QUOTED PASSAGE:
╔══
An interlocutory judgment occurs when further steps need to be taken to finalise it. For
instance, the court may give an interlocutory judgment for unliquidated damages. It will
be finalised on the assessment of those damages. This type of judgment also may be
obtained when the claim concerns the detention of goods or where there is a
combination of claims between unliquidated damages and detention of goods.
A final judgment is granted in the case of a liquidated claim or a claim for the possession
of land or a combination of such claims. If the action involves a mixture of claims, the
judgment obtained may be partly final and partly interlocutory.
Where the claim is for a liquidated demand only, the plaintiff may, after the time limited for
appearing, enter a final judgment for an amount not exceeding the claim stated in the write (for
the demand and for the cost). In other words, the judgment in default of appearance must only
be entered for the amount actually due at the time judgment is entered. If the judgment is
entered for an amount larger than is due, the defendant is entitled to have it set aside. (see:
Order 13 r 1 ROC; Cheow Chew Khoon (t/a Cathay Hotel) v Abdul Johari bin Abdul Rahman [1995]
1 MLJ 457.
╚══
(Labeled-object pointing entries)
╔══
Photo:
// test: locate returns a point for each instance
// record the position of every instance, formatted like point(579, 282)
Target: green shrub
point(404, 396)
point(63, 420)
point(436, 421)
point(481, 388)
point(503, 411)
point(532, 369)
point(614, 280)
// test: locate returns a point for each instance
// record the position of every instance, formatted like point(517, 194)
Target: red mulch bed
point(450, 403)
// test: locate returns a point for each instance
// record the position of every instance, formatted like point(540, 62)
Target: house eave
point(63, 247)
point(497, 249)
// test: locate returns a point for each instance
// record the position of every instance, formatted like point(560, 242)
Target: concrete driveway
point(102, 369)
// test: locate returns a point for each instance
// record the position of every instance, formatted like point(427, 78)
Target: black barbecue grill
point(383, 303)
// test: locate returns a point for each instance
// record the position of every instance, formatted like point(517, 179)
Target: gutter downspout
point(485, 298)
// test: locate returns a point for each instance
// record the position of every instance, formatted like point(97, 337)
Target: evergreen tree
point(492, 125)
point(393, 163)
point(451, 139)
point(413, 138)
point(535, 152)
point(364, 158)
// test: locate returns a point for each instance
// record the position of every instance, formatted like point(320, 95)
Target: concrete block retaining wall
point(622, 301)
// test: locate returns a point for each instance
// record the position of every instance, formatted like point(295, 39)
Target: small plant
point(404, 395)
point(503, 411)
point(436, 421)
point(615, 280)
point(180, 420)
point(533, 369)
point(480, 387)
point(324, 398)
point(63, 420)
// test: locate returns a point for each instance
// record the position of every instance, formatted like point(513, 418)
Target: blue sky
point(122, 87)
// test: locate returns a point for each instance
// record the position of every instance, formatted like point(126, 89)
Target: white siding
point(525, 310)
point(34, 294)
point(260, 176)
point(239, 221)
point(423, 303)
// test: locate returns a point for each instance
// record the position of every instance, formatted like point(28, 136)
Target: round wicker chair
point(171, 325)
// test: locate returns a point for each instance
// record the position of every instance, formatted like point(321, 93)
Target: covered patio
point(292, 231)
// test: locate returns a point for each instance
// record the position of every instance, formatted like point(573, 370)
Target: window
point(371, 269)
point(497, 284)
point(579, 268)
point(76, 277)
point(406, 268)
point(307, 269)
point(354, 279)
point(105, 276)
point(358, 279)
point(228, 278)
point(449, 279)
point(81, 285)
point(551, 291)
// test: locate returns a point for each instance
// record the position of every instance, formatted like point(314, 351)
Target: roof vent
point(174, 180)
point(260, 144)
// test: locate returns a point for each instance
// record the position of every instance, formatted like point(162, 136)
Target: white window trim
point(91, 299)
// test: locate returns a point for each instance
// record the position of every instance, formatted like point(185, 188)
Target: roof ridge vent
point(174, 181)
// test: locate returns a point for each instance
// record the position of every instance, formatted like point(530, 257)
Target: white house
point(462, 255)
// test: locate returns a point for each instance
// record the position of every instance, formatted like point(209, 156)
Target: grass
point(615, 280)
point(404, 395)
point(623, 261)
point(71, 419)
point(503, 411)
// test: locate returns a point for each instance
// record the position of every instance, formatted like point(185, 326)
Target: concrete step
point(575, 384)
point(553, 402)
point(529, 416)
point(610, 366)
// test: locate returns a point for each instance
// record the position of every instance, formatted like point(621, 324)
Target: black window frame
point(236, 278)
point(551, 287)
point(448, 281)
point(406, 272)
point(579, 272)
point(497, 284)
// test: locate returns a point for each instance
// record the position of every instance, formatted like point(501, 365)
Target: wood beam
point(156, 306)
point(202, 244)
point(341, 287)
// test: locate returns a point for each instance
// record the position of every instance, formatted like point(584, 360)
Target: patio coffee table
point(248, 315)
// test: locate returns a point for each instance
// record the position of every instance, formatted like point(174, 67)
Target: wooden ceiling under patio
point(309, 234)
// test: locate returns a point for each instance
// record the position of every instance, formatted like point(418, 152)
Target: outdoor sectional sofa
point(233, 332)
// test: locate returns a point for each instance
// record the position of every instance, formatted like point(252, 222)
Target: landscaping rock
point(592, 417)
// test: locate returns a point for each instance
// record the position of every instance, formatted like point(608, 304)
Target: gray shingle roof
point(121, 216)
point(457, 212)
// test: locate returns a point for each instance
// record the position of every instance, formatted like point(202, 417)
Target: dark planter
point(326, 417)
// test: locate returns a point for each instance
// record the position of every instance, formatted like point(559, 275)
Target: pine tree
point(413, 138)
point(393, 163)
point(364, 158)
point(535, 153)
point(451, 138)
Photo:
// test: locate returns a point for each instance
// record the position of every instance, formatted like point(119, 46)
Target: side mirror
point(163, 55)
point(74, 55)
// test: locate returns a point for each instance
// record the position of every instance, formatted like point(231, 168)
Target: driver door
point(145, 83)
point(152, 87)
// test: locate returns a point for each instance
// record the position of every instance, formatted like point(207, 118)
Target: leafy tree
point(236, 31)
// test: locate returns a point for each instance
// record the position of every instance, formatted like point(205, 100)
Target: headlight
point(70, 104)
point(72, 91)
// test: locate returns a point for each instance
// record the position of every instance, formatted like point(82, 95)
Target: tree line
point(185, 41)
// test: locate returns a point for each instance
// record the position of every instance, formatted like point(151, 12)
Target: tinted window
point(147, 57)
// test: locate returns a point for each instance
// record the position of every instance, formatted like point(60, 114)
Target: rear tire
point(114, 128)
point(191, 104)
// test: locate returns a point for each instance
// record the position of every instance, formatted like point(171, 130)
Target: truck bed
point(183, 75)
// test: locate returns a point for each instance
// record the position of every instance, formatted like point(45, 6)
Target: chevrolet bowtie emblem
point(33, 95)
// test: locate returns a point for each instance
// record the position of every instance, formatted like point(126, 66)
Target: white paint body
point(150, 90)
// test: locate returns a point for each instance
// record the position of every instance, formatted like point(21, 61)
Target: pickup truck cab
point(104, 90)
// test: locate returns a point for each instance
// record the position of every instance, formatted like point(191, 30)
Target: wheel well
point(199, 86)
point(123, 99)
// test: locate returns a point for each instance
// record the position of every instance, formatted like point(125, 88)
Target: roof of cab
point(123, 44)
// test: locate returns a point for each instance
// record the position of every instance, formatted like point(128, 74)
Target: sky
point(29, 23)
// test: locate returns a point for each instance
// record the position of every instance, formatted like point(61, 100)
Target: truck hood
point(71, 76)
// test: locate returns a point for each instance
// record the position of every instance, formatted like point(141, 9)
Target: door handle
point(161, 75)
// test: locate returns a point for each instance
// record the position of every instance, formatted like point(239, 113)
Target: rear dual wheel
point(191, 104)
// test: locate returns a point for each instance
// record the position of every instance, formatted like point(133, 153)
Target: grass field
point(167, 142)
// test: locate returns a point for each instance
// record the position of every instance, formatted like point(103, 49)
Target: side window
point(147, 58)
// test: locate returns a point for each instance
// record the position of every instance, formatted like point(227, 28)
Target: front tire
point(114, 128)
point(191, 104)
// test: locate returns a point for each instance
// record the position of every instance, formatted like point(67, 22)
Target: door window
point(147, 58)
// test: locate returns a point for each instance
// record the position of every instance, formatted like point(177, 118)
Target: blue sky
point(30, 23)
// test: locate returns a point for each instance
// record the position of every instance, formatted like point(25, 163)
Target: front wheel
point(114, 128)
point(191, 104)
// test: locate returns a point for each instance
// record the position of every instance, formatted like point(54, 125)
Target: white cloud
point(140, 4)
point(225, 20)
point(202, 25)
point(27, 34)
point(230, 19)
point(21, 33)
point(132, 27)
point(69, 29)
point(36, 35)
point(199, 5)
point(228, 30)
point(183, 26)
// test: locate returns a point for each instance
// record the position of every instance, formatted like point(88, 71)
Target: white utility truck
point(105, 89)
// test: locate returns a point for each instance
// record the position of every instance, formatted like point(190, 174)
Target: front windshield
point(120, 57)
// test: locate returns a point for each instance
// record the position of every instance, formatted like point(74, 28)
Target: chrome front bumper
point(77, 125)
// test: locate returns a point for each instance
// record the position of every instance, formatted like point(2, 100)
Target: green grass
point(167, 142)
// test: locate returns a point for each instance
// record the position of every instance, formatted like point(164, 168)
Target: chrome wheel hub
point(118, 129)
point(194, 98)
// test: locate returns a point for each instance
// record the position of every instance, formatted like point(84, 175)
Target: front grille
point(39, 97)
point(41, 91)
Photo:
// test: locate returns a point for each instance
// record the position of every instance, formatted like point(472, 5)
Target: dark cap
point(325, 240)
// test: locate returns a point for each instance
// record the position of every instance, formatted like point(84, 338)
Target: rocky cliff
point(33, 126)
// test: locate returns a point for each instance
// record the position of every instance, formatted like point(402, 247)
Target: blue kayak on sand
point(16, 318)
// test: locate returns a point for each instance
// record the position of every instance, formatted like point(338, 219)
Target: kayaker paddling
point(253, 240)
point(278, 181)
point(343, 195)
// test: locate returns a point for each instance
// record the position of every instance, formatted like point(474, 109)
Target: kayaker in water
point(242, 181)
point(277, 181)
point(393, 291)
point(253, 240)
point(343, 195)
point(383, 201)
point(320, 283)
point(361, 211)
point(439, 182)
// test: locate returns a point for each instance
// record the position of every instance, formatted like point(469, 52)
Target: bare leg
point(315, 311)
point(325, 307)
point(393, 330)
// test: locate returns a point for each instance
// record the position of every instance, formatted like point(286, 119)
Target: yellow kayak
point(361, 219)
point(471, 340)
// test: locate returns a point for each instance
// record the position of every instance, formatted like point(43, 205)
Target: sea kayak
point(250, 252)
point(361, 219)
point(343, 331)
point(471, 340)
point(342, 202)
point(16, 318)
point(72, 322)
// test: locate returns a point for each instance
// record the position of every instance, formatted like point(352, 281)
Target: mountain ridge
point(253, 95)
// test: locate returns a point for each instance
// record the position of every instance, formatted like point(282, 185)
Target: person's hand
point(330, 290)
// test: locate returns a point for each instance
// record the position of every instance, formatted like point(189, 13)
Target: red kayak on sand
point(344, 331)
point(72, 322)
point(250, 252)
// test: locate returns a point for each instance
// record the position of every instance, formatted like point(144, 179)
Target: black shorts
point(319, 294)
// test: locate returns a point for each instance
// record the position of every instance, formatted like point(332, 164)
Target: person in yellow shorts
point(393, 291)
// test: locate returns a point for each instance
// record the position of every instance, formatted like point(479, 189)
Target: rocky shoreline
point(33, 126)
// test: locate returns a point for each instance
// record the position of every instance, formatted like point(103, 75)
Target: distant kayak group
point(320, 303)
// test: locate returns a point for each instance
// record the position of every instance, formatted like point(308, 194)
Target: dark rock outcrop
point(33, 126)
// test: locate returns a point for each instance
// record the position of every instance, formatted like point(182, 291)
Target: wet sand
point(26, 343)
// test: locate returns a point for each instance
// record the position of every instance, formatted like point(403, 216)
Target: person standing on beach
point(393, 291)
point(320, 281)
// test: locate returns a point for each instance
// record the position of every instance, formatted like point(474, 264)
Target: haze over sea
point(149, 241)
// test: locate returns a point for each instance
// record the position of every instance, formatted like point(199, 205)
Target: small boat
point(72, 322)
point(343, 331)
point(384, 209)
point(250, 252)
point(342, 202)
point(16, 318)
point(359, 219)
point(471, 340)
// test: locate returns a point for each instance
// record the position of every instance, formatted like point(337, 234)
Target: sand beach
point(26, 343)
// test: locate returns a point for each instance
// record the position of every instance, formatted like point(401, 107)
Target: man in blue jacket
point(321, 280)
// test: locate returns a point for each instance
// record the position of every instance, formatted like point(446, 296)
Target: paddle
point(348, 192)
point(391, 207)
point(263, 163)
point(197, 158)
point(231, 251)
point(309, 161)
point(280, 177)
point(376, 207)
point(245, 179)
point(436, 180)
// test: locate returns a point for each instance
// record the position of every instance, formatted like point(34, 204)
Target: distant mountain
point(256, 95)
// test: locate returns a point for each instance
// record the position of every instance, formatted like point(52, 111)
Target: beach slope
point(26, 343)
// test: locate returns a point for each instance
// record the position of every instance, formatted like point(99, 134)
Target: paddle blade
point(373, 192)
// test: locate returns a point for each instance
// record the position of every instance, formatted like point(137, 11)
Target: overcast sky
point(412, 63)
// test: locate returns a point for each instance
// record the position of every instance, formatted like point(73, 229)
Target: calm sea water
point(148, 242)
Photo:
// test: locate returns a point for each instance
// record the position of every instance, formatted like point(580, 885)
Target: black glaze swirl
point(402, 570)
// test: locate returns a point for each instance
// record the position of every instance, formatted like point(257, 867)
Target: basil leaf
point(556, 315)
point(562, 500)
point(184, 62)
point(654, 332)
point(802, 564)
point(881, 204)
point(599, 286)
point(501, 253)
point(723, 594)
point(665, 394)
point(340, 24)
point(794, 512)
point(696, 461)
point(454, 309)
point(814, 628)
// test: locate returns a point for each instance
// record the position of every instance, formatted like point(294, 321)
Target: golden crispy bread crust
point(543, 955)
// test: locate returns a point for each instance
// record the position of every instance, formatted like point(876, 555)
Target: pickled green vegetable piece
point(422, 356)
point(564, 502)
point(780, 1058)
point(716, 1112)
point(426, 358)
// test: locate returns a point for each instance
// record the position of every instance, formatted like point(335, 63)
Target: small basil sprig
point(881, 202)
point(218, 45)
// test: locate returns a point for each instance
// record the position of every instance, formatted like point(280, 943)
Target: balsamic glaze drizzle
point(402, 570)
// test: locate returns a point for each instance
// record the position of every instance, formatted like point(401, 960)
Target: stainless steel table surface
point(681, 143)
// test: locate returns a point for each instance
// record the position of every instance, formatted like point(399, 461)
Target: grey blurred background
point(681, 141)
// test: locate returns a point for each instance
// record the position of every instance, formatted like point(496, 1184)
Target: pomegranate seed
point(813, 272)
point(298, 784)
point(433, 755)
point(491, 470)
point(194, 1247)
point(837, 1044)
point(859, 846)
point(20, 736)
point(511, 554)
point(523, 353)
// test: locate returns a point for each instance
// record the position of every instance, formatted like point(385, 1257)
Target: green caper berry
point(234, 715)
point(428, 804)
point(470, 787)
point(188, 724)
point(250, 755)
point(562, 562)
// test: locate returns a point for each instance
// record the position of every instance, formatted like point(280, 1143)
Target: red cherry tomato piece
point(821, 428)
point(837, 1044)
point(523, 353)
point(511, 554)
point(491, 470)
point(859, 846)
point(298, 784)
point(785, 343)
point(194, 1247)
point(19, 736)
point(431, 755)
╚══
TASKS FOR THIS EXERCISE:
• a. Please reproduce the passage on interlocutory and final judgments word for word.
• b. Rewrite the stretch of the records from the start through the line that contains "point(614, 280)", replacing "green shrub" with "leafy bush" and leaving everything else untouched.

ANSWERS BY TASK:
• a.
An interlocutory judgment occurs when further steps need to be taken to finalise it. For
instance, the court may give an interlocutory judgment for unliquidated damages. It will
be finalised on the assessment of those damages. This type of judgment also may be
obtained when the claim concerns the detention of goods or where there is a
combination of claims between unliquidated damages and detention of goods.
A final judgment is granted in the case of a liquidated claim or a claim for the possession
of land or a combination of such claims. If the action involves a mixture of claims, the
judgment obtained may be partly final and partly interlocutory.
Where the claim is for a liquidated demand only, the plaintiff may, after the time limited for
appearing, enter a final judgment for an amount not exceeding the claim stated in the write (for
the demand and for the cost). In other words, the judgment in default of appearance must only
be entered for the amount actually due at the time judgment is entered. If the judgment is
entered for an amount larger than is due, the defendant is entitled to have it set aside. (see:
Order 13 r 1 ROC; Cheow Chew Khoon (t/a Cathay Hotel) v Abdul Johari bin Abdul Rahman [1995]
1 MLJ 457.

• b.
Photo:
// test: locate returns a point for each instance
// record the position of every instance, formatted like point(579, 282)
Target: leafy bush
point(404, 396)
point(63, 420)
point(436, 421)
point(481, 388)
point(503, 411)
point(532, 369)
point(614, 280)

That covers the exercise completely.